-------- Kutipan Dokumen --------

Friday, October 30, 2015

REFORMASI BIROKRASI BAGI EFISIENSI APBD



Profil keuangan daerah Bengkalis sebagian besar cenderung belum seimbang. Pada sisi pendapatan, daerah amat tergantung pada sumber penerimaan dari transfer pusat. Rendahnya otonomi fiskal pada sisi pendapatan membuat rendah pula diskresi fiskal sisi pengeluran. Pada sisi belanja, profil keuangan daerah akan ditingkatkan sesuai asas good budgetary governance agar memperoleh opini yang baik dari BPK.
Fungsi dasar fiskal daerah sebagai instrumen stabilisasi, redistribusi dan alokasi bagi pembangunan ekonomi (stimulator) maupun pelayanan publik (access to justice) diarahkan untuk menggesa pembangunan dan pengurangan serta pemerataan aksesibiltas masyarakat terhadap pelayanan dasar.
Peningkatan kapasitas birokrasi dan subtansi program dalam anggaran agar ketergantungan kepada sumber transfer pusat dan banyaknya jumlah urusan otonom dapat simetris dari segi dukungan dana (money follows function).  Dengan demikian pos alokasi yang ada mampu menyisakan ruang diskresi fiskal bagi pembangunan daerah.
Belanja modal akan ditingkatkan proporsinya sebagai sumber investasi pemerintah Kabupaten Bengkalis bagi pembangunan ekonomi dan infrastruktur.  Ceruk belanja modal ini trend-nya akan dinaikkan setiap tahun dan posisinya sebagai ruang fiskal tidak akan dibiayai melalui pembiayaan defisit (Silpa) maupun atau pinjaman.

-------- Bagian Data --------

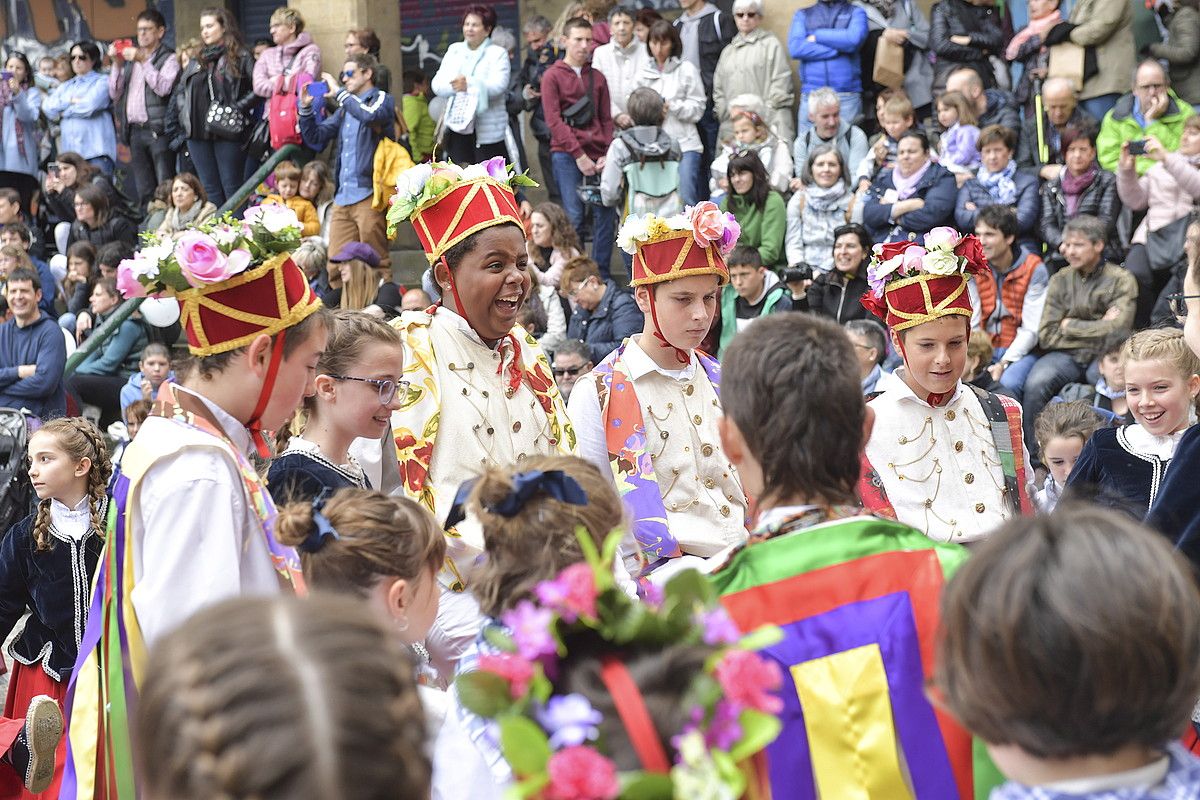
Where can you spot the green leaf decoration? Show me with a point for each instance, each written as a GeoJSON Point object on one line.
{"type": "Point", "coordinates": [759, 729]}
{"type": "Point", "coordinates": [646, 786]}
{"type": "Point", "coordinates": [525, 745]}
{"type": "Point", "coordinates": [484, 693]}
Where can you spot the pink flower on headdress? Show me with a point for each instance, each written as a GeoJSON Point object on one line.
{"type": "Point", "coordinates": [573, 594]}
{"type": "Point", "coordinates": [531, 630]}
{"type": "Point", "coordinates": [581, 774]}
{"type": "Point", "coordinates": [516, 671]}
{"type": "Point", "coordinates": [201, 259]}
{"type": "Point", "coordinates": [749, 680]}
{"type": "Point", "coordinates": [707, 223]}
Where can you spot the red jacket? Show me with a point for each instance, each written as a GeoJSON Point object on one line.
{"type": "Point", "coordinates": [561, 88]}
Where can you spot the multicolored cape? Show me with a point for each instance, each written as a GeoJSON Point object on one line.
{"type": "Point", "coordinates": [633, 465]}
{"type": "Point", "coordinates": [103, 689]}
{"type": "Point", "coordinates": [417, 422]}
{"type": "Point", "coordinates": [857, 599]}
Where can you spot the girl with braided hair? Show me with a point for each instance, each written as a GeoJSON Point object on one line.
{"type": "Point", "coordinates": [47, 561]}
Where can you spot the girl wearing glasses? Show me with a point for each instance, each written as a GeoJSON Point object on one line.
{"type": "Point", "coordinates": [358, 388]}
{"type": "Point", "coordinates": [85, 109]}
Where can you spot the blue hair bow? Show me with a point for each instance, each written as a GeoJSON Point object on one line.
{"type": "Point", "coordinates": [323, 529]}
{"type": "Point", "coordinates": [553, 482]}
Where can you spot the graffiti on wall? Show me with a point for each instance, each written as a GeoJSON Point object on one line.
{"type": "Point", "coordinates": [41, 26]}
{"type": "Point", "coordinates": [429, 31]}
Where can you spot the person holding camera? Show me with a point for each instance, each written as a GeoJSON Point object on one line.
{"type": "Point", "coordinates": [579, 113]}
{"type": "Point", "coordinates": [1151, 109]}
{"type": "Point", "coordinates": [1168, 192]}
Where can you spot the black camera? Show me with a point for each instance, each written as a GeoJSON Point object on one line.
{"type": "Point", "coordinates": [797, 274]}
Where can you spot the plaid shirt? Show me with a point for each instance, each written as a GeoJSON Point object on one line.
{"type": "Point", "coordinates": [1182, 782]}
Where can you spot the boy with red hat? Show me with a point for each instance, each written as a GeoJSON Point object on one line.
{"type": "Point", "coordinates": [193, 522]}
{"type": "Point", "coordinates": [945, 457]}
{"type": "Point", "coordinates": [649, 411]}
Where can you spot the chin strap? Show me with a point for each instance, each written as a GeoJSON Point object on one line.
{"type": "Point", "coordinates": [256, 419]}
{"type": "Point", "coordinates": [682, 356]}
{"type": "Point", "coordinates": [515, 372]}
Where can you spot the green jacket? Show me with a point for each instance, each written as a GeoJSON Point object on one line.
{"type": "Point", "coordinates": [1120, 126]}
{"type": "Point", "coordinates": [763, 229]}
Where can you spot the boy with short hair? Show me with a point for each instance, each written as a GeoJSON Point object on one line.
{"type": "Point", "coordinates": [855, 595]}
{"type": "Point", "coordinates": [1092, 704]}
{"type": "Point", "coordinates": [648, 411]}
{"type": "Point", "coordinates": [753, 292]}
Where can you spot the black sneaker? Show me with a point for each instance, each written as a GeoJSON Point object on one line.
{"type": "Point", "coordinates": [34, 751]}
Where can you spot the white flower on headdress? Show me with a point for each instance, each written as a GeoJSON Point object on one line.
{"type": "Point", "coordinates": [412, 181]}
{"type": "Point", "coordinates": [635, 229]}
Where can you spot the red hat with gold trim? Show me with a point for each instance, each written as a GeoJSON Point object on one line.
{"type": "Point", "coordinates": [912, 284]}
{"type": "Point", "coordinates": [234, 280]}
{"type": "Point", "coordinates": [448, 203]}
{"type": "Point", "coordinates": [667, 248]}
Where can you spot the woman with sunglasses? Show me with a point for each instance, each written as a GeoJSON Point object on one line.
{"type": "Point", "coordinates": [358, 388]}
{"type": "Point", "coordinates": [222, 74]}
{"type": "Point", "coordinates": [84, 107]}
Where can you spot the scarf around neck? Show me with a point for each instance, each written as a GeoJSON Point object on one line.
{"type": "Point", "coordinates": [907, 186]}
{"type": "Point", "coordinates": [1000, 185]}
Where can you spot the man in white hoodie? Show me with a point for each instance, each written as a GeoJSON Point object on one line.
{"type": "Point", "coordinates": [619, 61]}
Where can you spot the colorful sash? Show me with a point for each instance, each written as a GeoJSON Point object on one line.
{"type": "Point", "coordinates": [858, 601]}
{"type": "Point", "coordinates": [417, 421]}
{"type": "Point", "coordinates": [633, 465]}
{"type": "Point", "coordinates": [103, 689]}
{"type": "Point", "coordinates": [1005, 419]}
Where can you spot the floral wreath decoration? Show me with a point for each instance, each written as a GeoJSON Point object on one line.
{"type": "Point", "coordinates": [553, 741]}
{"type": "Point", "coordinates": [911, 283]}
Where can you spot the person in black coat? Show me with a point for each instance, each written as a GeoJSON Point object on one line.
{"type": "Point", "coordinates": [838, 293]}
{"type": "Point", "coordinates": [605, 314]}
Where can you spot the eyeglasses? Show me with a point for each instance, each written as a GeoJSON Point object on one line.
{"type": "Point", "coordinates": [1180, 306]}
{"type": "Point", "coordinates": [388, 389]}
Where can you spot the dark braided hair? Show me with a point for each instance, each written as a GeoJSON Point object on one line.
{"type": "Point", "coordinates": [78, 439]}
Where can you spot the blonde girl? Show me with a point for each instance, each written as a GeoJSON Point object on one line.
{"type": "Point", "coordinates": [958, 148]}
{"type": "Point", "coordinates": [358, 386]}
{"type": "Point", "coordinates": [47, 563]}
{"type": "Point", "coordinates": [1123, 467]}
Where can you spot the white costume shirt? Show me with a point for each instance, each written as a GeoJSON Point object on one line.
{"type": "Point", "coordinates": [701, 491]}
{"type": "Point", "coordinates": [939, 465]}
{"type": "Point", "coordinates": [196, 537]}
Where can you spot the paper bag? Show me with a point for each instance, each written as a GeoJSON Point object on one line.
{"type": "Point", "coordinates": [1067, 61]}
{"type": "Point", "coordinates": [888, 64]}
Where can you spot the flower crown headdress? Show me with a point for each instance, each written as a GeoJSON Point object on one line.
{"type": "Point", "coordinates": [911, 284]}
{"type": "Point", "coordinates": [553, 741]}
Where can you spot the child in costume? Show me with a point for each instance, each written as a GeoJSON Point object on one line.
{"type": "Point", "coordinates": [604, 697]}
{"type": "Point", "coordinates": [946, 457]}
{"type": "Point", "coordinates": [358, 388]}
{"type": "Point", "coordinates": [533, 516]}
{"type": "Point", "coordinates": [300, 699]}
{"type": "Point", "coordinates": [480, 390]}
{"type": "Point", "coordinates": [1123, 467]}
{"type": "Point", "coordinates": [853, 594]}
{"type": "Point", "coordinates": [648, 413]}
{"type": "Point", "coordinates": [47, 561]}
{"type": "Point", "coordinates": [1116, 677]}
{"type": "Point", "coordinates": [1062, 429]}
{"type": "Point", "coordinates": [195, 523]}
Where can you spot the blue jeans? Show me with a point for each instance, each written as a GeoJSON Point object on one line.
{"type": "Point", "coordinates": [220, 166]}
{"type": "Point", "coordinates": [851, 108]}
{"type": "Point", "coordinates": [689, 178]}
{"type": "Point", "coordinates": [1099, 106]}
{"type": "Point", "coordinates": [604, 220]}
{"type": "Point", "coordinates": [1053, 371]}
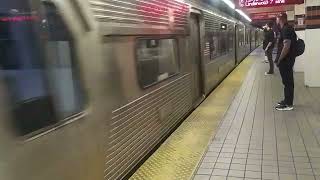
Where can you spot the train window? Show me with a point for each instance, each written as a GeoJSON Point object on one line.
{"type": "Point", "coordinates": [157, 59]}
{"type": "Point", "coordinates": [37, 64]}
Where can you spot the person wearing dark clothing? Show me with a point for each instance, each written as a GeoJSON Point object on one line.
{"type": "Point", "coordinates": [269, 48]}
{"type": "Point", "coordinates": [285, 61]}
{"type": "Point", "coordinates": [265, 43]}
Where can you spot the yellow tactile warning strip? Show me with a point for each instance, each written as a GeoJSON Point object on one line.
{"type": "Point", "coordinates": [179, 156]}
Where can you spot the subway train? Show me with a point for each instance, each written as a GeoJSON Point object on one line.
{"type": "Point", "coordinates": [89, 87]}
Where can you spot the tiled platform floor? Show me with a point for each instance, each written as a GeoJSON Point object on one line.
{"type": "Point", "coordinates": [254, 141]}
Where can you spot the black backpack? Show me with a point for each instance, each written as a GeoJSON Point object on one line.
{"type": "Point", "coordinates": [299, 47]}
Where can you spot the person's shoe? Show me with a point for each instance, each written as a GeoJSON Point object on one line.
{"type": "Point", "coordinates": [284, 107]}
{"type": "Point", "coordinates": [281, 103]}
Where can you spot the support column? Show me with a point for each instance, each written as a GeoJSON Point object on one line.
{"type": "Point", "coordinates": [300, 13]}
{"type": "Point", "coordinates": [312, 40]}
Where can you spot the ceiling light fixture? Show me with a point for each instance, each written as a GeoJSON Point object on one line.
{"type": "Point", "coordinates": [229, 3]}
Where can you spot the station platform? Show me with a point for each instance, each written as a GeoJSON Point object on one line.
{"type": "Point", "coordinates": [236, 133]}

--------

» Daftar Tugas:
(a) Salin persis baris-baris data mulai dari baris yang memuat "Where can you spot the station" sampai baris terakhir data, kedua ujungnya ikut disalin.
(b) Lanjutkan teks tentang efisiensi APBD Bengkalis, dimulai sesudah kalimat terakhir yang ada.
Teks tentang efisiensi APBD Bengkalis dan baris-baris data itu diambil dari sumber yang berlainan.

» Hasil yang Diharapkan:
(a)
Where can you spot the station platform? Show me with a point for each instance, each written as a GeoJSON Point object on one line.
{"type": "Point", "coordinates": [236, 133]}

(b)
Efisiensi anggaran dan peningkatan porsi alokasi publik akan terus dilakukan melalui pintu masuk penghemaatan belanja pegawai.  Hal ini melalui penataan ulang kepegawaian sebagai bagian reformasi birokrasi. Secara internal dilakukan right sizing postur kelembagaan dan personalia, dan secara eskternal bertujuan memeratakan (redistribusi) sebaran pegawai.  Penataan ini bertitik tolak dari analisis tingkat kebutuhan layanan dan kapasitas fiskal daerah.

PEMANTAPAN PENGELOLAAN KEUANGAN DESA



Dengan disahkannya UU Nomor 6 Tahun 2014 tentang Desa, pemerintahan desa mendapat kewenangan dalam penyelenggaraan pemerintahan desa, pelaksanaan pembangunan, pembinaan kemasyarakatan, dan pemberdayaan masyarakat. Sejalan dengan itu, pemerintahan desa mendapatkan pendanaan program dan kegiatan dari berbagai sumber (Dana Desa, InBup, UED/K-SP dan lainnya) mengandung konsekuensi harus mampu mengelola secara transparan, akuntabel, dan bebas dari penyalahgunaan.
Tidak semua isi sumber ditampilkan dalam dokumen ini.